On Wednesday 18 February 2004 04:18, Tom Allison wrote:
Despite it's (lack of) effectiveness. I think that the idea is potentially valuable. At this point you should probably say, "Then why don't you subscribe to the razor mailing list?" And I probably will for a spell.
I've been there for two or three years (on the razor list). But the issue of effectiveness is largely ignored. Regardless of how it is trained, Razor's basic design allows it only to catch allready known spam, whereas other filters can set the spami-ness of never before seen spam with suprizing effectiveness. -- _____________________________________ John Andersen
The Wednesday 2004-02-18 at 10:56 -0900, John Andersen wrote:
I've been there for two or three years (on the razor list). But the issue of effectiveness is largely ignored.
Regardless of how it is trained, Razor's basic design allows it only to catch allready known spam, whereas other filters can set the spami-ness of never before seen spam with suprizing effectiveness.
That posses a question. I'm getting a kind of spam (it started a few months ago) that is hard to catch by spamassassin: a link to an image (which I assume is the "message") and a more or less long paragraph full of random text, aimed at rendering bayessian filters useless. How can we best filter out those? I suppose something like "razor" should work, at least for those that do not get them first. But I have never tried razor. -- Cheers, Carlos Robinson
On Wednesday 18 February 2004 14:44, Carlos E. R. wrote:
The Wednesday 2004-02-18 at 10:56 -0900, John Andersen wrote:
I've been there for two or three years (on the razor list). But the issue of effectiveness is largely ignored.
Regardless of how it is trained, Razor's basic design allows it only to catch allready known spam, whereas other filters can set the spami-ness of never before seen spam with suprizing effectiveness.

DATASET ENTRIES –
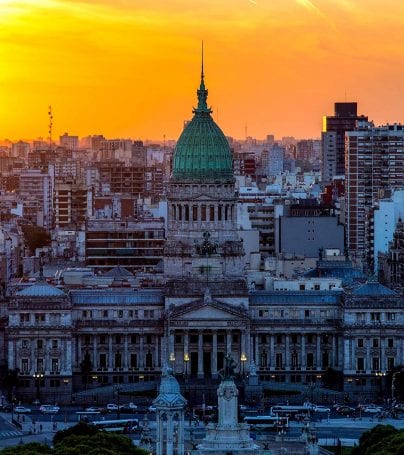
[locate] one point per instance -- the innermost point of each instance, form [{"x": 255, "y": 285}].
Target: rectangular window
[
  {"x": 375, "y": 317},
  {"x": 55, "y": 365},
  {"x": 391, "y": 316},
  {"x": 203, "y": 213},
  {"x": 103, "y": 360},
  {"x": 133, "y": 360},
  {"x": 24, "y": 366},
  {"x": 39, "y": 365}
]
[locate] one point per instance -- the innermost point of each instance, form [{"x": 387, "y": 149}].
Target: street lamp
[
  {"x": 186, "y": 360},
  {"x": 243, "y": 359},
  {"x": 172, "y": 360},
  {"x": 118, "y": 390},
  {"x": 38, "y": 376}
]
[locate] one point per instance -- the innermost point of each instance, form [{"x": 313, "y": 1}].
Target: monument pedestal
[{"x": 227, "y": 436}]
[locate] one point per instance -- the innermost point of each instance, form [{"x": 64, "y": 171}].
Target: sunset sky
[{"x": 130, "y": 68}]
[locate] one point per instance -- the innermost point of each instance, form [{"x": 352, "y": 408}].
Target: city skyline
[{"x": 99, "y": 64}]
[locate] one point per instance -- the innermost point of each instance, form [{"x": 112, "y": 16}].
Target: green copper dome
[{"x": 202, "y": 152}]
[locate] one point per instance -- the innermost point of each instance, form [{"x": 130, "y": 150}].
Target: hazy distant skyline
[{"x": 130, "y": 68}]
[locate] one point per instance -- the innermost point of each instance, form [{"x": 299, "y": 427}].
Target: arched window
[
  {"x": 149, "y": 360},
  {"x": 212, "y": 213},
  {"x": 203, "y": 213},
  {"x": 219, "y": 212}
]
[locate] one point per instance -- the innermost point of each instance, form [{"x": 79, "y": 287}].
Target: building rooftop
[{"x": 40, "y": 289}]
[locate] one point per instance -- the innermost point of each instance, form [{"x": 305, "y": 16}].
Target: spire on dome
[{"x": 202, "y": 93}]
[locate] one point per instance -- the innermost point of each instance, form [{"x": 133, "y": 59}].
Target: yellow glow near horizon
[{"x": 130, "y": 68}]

REQUIREMENTS –
Copy out the full Razor spam-filtering thread above, word for word.

EXERCISE ANSWER –
On Wednesday 18 February 2004 04:18, Tom Allison wrote:
Despite it's (lack of) effectiveness. I think that the idea is potentially valuable. At this point you should probably say, "Then why don't you subscribe to the razor mailing list?" And I probably will for a spell.
I've been there for two or three years (on the razor list). But the issue of effectiveness is largely ignored. Regardless of how it is trained, Razor's basic design allows it only to catch allready known spam, whereas other filters can set the spami-ness of never before seen spam with suprizing effectiveness. -- _____________________________________ John Andersen
The Wednesday 2004-02-18 at 10:56 -0900, John Andersen wrote:
I've been there for two or three years (on the razor list). But the issue of effectiveness is largely ignored.
Regardless of how it is trained, Razor's basic design allows it only to catch allready known spam, whereas other filters can set the spami-ness of never before seen spam with suprizing effectiveness.
That posses a question. I'm getting a kind of spam (it started a few months ago) that is hard to catch by spamassassin: a link to an image (which I assume is the "message") and a more or less long paragraph full of random text, aimed at rendering bayessian filters useless. How can we best filter out those? I suppose something like "razor" should work, at least for those that do not get them first. But I have never tried razor. -- Cheers, Carlos Robinson
On Wednesday 18 February 2004 14:44, Carlos E. R. wrote:
The Wednesday 2004-02-18 at 10:56 -0900, John Andersen wrote:
I've been there for two or three years (on the razor list). But the issue of effectiveness is largely ignored.
Regardless of how it is trained, Razor's basic design allows it only to catch allready known spam, whereas other filters can set the spami-ness of never before seen spam with suprizing effectiveness.